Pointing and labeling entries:

-- Begin --

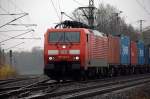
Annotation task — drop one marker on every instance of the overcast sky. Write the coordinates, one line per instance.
(42, 13)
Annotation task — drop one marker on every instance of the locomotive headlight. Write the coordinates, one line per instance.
(77, 58)
(50, 58)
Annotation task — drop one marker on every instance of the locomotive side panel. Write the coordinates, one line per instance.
(133, 53)
(125, 50)
(98, 50)
(141, 57)
(113, 50)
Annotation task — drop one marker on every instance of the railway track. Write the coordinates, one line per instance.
(47, 88)
(92, 90)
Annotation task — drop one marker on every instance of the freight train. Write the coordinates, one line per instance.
(77, 53)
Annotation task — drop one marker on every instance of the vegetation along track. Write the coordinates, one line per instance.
(14, 90)
(15, 83)
(92, 90)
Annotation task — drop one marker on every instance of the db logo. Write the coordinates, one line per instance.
(125, 50)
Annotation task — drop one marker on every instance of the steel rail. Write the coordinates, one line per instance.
(74, 93)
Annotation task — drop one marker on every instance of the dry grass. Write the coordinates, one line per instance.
(7, 71)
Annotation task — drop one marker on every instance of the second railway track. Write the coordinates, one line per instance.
(47, 88)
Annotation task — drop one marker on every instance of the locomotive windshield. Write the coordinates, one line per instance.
(64, 37)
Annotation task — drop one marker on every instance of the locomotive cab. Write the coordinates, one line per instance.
(64, 52)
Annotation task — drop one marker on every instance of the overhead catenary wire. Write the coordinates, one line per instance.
(17, 36)
(14, 30)
(14, 46)
(11, 1)
(143, 7)
(78, 3)
(13, 20)
(26, 25)
(55, 10)
(12, 14)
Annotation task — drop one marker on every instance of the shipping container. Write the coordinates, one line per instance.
(147, 55)
(140, 46)
(124, 50)
(113, 50)
(133, 53)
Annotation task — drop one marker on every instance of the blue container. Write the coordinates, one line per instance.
(141, 56)
(147, 55)
(125, 50)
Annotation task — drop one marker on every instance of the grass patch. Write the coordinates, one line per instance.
(7, 71)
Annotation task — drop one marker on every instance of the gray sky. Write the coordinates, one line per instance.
(42, 13)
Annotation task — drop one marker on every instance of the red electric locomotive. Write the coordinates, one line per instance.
(78, 52)
(65, 52)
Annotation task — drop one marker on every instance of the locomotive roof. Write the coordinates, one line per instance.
(87, 31)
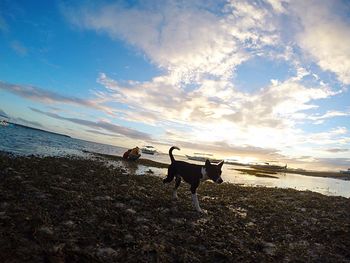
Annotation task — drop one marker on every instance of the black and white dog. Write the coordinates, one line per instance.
(192, 174)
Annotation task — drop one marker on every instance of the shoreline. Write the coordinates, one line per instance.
(61, 209)
(251, 170)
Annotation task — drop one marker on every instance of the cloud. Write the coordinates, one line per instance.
(325, 34)
(19, 48)
(329, 114)
(3, 25)
(19, 120)
(337, 150)
(99, 125)
(186, 39)
(27, 122)
(49, 97)
(3, 114)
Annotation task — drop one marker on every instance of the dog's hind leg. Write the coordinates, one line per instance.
(195, 198)
(170, 176)
(177, 184)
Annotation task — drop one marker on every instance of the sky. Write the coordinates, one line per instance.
(264, 80)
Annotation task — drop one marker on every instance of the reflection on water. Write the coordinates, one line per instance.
(24, 141)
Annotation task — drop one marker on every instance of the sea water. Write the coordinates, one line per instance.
(26, 141)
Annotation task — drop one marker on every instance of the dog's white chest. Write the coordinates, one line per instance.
(204, 174)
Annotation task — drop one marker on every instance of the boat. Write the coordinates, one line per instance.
(345, 171)
(269, 166)
(4, 123)
(148, 149)
(202, 157)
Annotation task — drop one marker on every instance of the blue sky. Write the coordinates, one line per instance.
(249, 80)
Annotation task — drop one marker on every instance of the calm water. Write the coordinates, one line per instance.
(25, 141)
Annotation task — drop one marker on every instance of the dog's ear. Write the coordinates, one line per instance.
(207, 163)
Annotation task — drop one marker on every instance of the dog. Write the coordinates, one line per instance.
(192, 174)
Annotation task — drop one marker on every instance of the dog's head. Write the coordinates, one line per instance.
(214, 171)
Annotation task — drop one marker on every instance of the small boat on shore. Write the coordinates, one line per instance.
(148, 149)
(269, 166)
(202, 157)
(4, 123)
(345, 171)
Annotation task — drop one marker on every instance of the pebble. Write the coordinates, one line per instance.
(46, 230)
(106, 252)
(102, 198)
(128, 238)
(119, 205)
(68, 223)
(269, 248)
(130, 211)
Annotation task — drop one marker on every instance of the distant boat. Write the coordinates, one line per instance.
(269, 166)
(4, 123)
(202, 157)
(148, 149)
(345, 171)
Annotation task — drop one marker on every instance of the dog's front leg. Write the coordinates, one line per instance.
(195, 199)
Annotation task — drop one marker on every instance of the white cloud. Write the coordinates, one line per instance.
(325, 35)
(195, 45)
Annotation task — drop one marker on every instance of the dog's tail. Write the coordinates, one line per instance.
(171, 153)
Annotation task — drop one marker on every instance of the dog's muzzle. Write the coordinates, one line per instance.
(219, 180)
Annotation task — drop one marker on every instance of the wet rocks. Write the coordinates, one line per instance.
(78, 210)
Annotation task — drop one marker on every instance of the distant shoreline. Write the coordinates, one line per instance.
(63, 209)
(251, 170)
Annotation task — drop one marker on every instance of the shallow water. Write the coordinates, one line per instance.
(24, 141)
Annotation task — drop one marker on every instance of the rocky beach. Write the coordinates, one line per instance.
(69, 209)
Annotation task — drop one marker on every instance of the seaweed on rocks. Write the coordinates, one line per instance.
(61, 209)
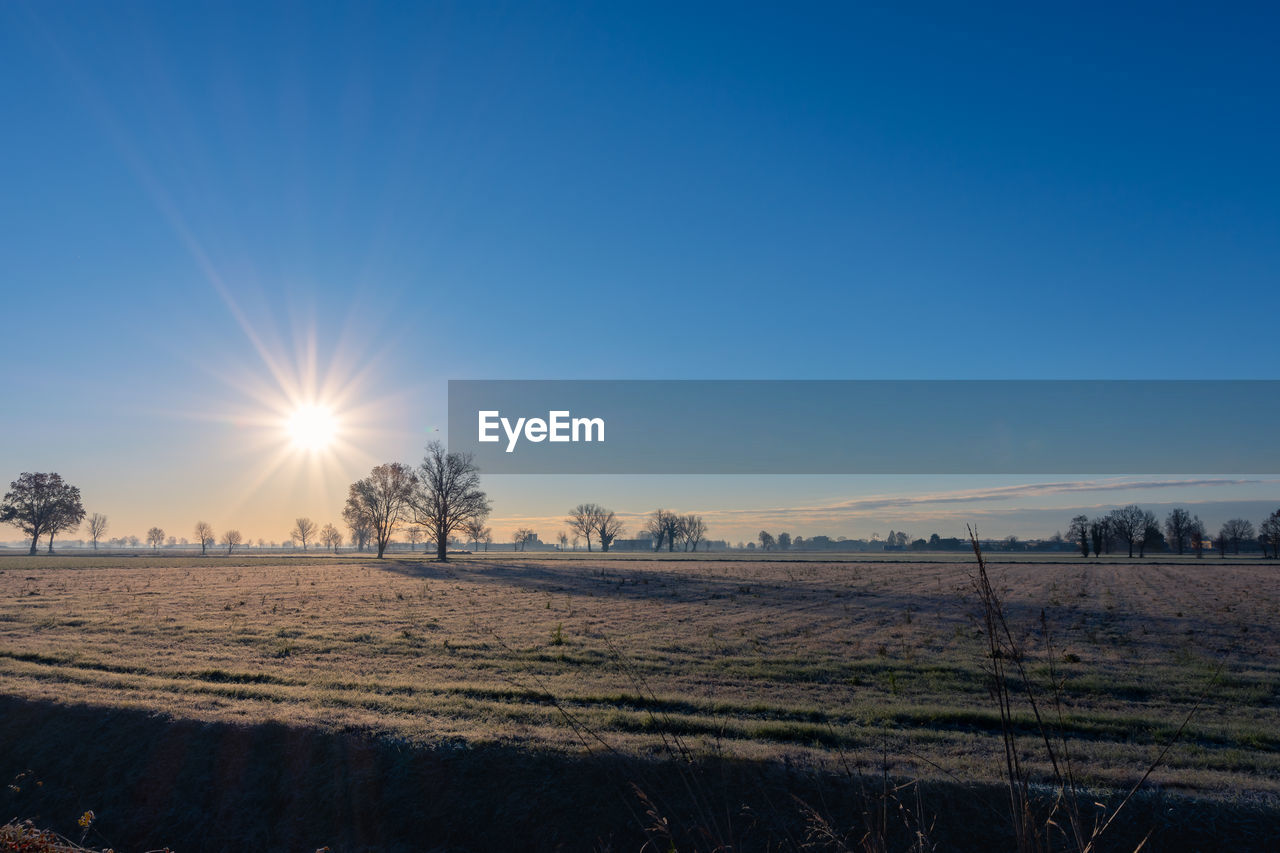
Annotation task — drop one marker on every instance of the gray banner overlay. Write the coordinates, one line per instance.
(868, 427)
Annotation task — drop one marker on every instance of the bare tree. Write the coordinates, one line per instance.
(447, 496)
(664, 527)
(521, 537)
(608, 528)
(1130, 524)
(96, 528)
(41, 503)
(330, 537)
(1101, 534)
(204, 536)
(584, 519)
(693, 529)
(357, 520)
(1269, 532)
(1178, 529)
(1237, 530)
(384, 497)
(304, 529)
(475, 530)
(1079, 532)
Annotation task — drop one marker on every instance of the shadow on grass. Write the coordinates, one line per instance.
(195, 785)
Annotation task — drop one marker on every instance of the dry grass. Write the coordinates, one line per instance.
(814, 661)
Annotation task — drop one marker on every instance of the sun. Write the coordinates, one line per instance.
(311, 428)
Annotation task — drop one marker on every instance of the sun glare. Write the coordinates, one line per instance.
(311, 428)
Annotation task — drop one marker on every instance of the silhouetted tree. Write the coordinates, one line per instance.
(521, 537)
(40, 505)
(96, 528)
(385, 497)
(1237, 530)
(330, 537)
(304, 530)
(447, 496)
(1178, 529)
(608, 528)
(584, 519)
(1196, 533)
(357, 520)
(664, 527)
(475, 530)
(693, 529)
(204, 536)
(1130, 524)
(1079, 533)
(1269, 533)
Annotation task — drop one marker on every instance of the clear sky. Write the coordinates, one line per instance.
(211, 213)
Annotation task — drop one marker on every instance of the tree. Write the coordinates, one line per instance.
(584, 519)
(1101, 534)
(1152, 538)
(520, 538)
(41, 503)
(204, 536)
(475, 530)
(664, 527)
(1130, 524)
(1178, 529)
(1237, 529)
(608, 528)
(330, 537)
(447, 496)
(1079, 533)
(304, 529)
(1196, 533)
(357, 520)
(384, 497)
(693, 529)
(1269, 532)
(96, 528)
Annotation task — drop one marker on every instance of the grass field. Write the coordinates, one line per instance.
(807, 661)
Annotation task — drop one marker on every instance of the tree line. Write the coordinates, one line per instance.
(1133, 528)
(438, 498)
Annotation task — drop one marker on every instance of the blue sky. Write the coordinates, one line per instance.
(204, 200)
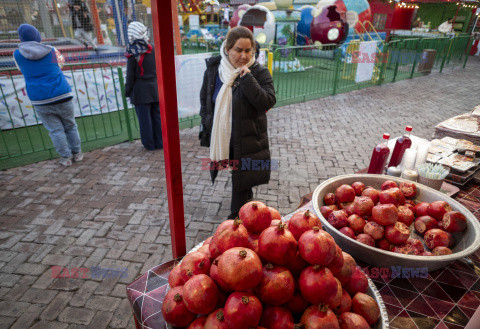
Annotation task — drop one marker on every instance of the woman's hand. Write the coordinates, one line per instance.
(244, 70)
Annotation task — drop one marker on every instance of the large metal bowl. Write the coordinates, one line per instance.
(467, 242)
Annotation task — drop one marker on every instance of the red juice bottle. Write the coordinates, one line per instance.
(401, 145)
(379, 156)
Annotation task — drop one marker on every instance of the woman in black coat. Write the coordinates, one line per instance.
(236, 94)
(141, 86)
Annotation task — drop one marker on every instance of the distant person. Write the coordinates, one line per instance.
(81, 23)
(49, 92)
(141, 86)
(446, 27)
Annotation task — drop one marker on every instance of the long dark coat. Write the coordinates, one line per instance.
(252, 96)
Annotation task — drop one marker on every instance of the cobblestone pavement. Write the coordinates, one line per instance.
(111, 209)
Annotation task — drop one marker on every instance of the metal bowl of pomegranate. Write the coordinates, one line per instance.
(463, 242)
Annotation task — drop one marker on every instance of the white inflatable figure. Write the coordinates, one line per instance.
(262, 23)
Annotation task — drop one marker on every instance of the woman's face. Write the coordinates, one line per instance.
(241, 53)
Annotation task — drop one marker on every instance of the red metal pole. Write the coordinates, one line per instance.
(167, 94)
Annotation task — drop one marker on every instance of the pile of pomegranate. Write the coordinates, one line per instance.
(384, 218)
(258, 272)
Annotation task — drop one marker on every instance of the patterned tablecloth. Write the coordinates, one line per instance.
(445, 299)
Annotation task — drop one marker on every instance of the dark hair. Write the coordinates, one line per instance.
(239, 32)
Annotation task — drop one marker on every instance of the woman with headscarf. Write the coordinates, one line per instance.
(235, 96)
(141, 85)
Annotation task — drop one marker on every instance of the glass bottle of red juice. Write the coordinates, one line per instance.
(401, 145)
(379, 156)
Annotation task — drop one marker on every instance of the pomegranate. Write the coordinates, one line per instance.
(345, 303)
(358, 187)
(200, 294)
(317, 285)
(174, 309)
(421, 209)
(454, 221)
(255, 216)
(409, 189)
(358, 282)
(276, 318)
(366, 306)
(393, 196)
(374, 230)
(277, 245)
(216, 320)
(337, 263)
(319, 317)
(199, 323)
(388, 184)
(277, 285)
(397, 233)
(348, 267)
(229, 234)
(425, 223)
(175, 277)
(436, 237)
(301, 222)
(297, 265)
(405, 215)
(338, 219)
(345, 193)
(329, 199)
(348, 232)
(441, 251)
(216, 278)
(317, 247)
(363, 206)
(372, 194)
(242, 310)
(194, 263)
(275, 213)
(437, 209)
(240, 268)
(350, 320)
(366, 239)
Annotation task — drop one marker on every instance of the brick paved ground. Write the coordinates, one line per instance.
(111, 209)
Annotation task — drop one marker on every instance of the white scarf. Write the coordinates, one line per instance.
(222, 118)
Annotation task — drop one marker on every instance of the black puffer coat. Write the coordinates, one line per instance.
(252, 96)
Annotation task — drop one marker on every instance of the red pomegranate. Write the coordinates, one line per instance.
(255, 216)
(358, 282)
(301, 222)
(277, 285)
(317, 247)
(199, 323)
(337, 263)
(366, 306)
(240, 268)
(350, 320)
(275, 213)
(277, 245)
(194, 263)
(242, 310)
(175, 277)
(216, 320)
(174, 309)
(229, 234)
(317, 285)
(319, 317)
(200, 294)
(276, 318)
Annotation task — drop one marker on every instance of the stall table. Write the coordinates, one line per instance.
(445, 299)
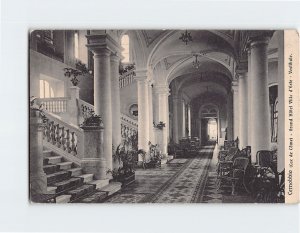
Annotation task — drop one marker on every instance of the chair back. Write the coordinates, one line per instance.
(240, 163)
(264, 158)
(232, 152)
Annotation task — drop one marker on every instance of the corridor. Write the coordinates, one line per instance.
(180, 181)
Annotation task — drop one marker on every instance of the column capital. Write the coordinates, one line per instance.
(101, 52)
(259, 38)
(114, 57)
(97, 42)
(162, 89)
(235, 85)
(141, 75)
(241, 74)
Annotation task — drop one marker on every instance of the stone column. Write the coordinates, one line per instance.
(189, 120)
(183, 132)
(281, 113)
(102, 98)
(243, 99)
(73, 108)
(230, 116)
(175, 119)
(94, 160)
(38, 179)
(250, 93)
(115, 100)
(150, 101)
(162, 93)
(236, 107)
(143, 109)
(260, 134)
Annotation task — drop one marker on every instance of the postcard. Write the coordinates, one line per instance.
(163, 116)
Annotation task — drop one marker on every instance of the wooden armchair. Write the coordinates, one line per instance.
(234, 175)
(226, 159)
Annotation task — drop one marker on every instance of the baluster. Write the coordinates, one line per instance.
(68, 141)
(48, 133)
(63, 140)
(45, 130)
(57, 136)
(55, 106)
(51, 106)
(65, 105)
(122, 131)
(52, 133)
(61, 106)
(73, 143)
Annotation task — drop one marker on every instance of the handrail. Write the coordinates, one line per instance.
(129, 121)
(55, 105)
(64, 136)
(126, 78)
(129, 126)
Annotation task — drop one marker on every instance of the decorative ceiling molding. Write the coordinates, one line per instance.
(150, 38)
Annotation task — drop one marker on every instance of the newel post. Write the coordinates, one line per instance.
(38, 179)
(93, 160)
(73, 108)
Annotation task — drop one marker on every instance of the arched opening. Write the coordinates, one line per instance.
(125, 46)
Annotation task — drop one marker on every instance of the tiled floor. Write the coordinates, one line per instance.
(191, 180)
(211, 193)
(180, 181)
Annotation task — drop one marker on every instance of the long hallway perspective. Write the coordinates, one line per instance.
(179, 181)
(156, 116)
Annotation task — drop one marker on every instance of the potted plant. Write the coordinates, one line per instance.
(155, 156)
(124, 174)
(91, 120)
(80, 69)
(124, 69)
(159, 125)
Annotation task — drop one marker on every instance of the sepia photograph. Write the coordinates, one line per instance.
(157, 116)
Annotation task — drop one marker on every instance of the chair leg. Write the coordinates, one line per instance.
(233, 187)
(218, 184)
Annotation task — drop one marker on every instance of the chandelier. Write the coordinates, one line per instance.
(186, 37)
(196, 63)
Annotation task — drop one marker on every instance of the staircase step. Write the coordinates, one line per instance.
(65, 165)
(51, 190)
(81, 191)
(76, 171)
(100, 183)
(51, 168)
(58, 176)
(164, 161)
(53, 159)
(87, 177)
(97, 197)
(63, 199)
(112, 188)
(47, 153)
(68, 184)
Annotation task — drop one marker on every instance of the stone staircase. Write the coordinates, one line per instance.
(67, 183)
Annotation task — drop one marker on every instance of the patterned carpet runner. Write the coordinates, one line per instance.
(181, 181)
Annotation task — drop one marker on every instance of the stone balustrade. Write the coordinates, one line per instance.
(126, 78)
(129, 126)
(64, 136)
(54, 105)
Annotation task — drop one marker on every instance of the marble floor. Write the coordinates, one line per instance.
(211, 193)
(182, 180)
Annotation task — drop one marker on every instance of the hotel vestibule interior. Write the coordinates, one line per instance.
(155, 115)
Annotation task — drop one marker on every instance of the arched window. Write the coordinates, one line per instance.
(274, 121)
(125, 46)
(273, 98)
(46, 91)
(76, 43)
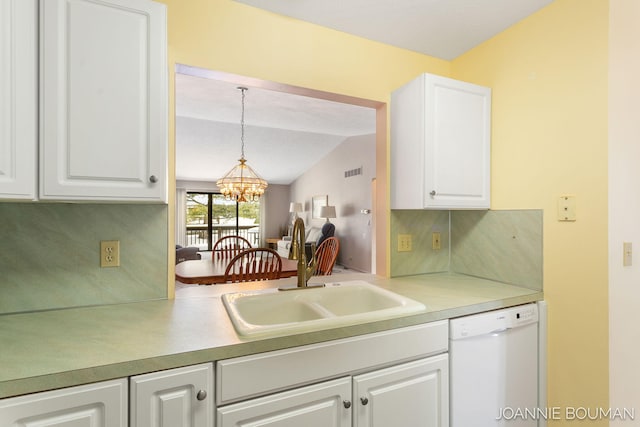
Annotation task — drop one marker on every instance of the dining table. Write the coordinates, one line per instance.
(211, 272)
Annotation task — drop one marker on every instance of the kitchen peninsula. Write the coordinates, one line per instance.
(62, 348)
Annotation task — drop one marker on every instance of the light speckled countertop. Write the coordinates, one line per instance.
(61, 348)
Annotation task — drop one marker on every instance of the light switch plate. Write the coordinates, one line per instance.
(404, 243)
(110, 253)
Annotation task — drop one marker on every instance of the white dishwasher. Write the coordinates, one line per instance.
(494, 368)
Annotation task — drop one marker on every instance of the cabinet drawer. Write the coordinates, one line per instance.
(94, 405)
(315, 405)
(255, 375)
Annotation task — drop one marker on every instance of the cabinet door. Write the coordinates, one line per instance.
(181, 397)
(457, 144)
(414, 394)
(326, 404)
(18, 98)
(103, 100)
(94, 405)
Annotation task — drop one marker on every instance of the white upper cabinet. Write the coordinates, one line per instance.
(103, 100)
(440, 145)
(18, 98)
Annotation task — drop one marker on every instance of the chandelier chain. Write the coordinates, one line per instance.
(243, 89)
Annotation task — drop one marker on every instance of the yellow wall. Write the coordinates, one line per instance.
(549, 125)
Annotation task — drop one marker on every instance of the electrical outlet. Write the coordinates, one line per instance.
(435, 241)
(627, 254)
(404, 243)
(567, 208)
(110, 253)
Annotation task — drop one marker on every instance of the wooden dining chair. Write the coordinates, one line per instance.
(229, 246)
(254, 264)
(326, 256)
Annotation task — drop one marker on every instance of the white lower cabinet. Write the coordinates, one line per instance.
(392, 378)
(181, 397)
(327, 404)
(414, 394)
(94, 405)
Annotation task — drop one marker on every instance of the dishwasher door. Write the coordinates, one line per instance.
(494, 368)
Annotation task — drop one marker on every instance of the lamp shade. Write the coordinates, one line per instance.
(328, 212)
(295, 207)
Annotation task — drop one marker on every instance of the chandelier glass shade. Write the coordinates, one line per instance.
(241, 183)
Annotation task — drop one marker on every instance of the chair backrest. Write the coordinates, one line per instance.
(326, 256)
(254, 264)
(229, 246)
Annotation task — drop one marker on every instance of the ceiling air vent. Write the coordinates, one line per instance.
(353, 172)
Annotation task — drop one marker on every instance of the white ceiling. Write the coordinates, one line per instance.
(287, 134)
(442, 28)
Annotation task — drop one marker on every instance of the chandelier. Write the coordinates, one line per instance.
(241, 183)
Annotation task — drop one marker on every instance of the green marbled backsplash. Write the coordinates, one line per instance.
(505, 246)
(422, 259)
(49, 255)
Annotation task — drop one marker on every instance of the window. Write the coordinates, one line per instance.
(210, 216)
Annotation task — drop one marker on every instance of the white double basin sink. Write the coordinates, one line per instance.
(270, 312)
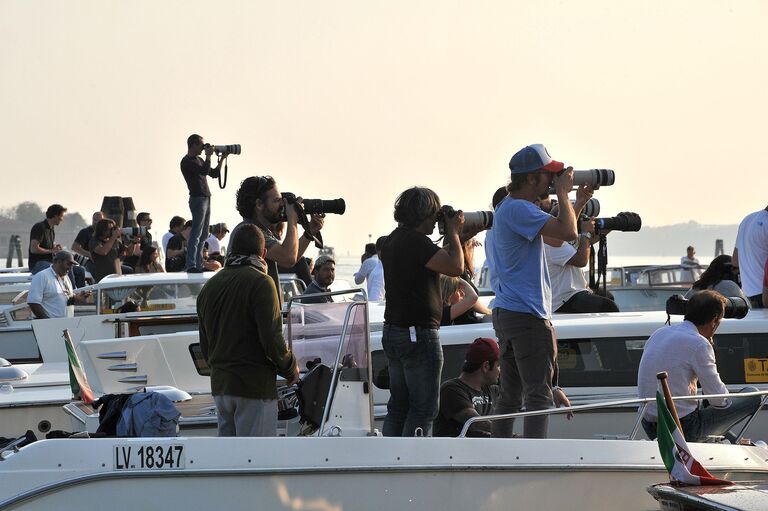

-- End --

Pick out every line in the data above that contains the word "floor", and copy each one.

Annotation task — drop one marker on every instance of the tiled floor. Write the coordinates, one line per instance.
Annotation task — drop one marker on every instance of the marble floor. Write the coordinates, one line per instance.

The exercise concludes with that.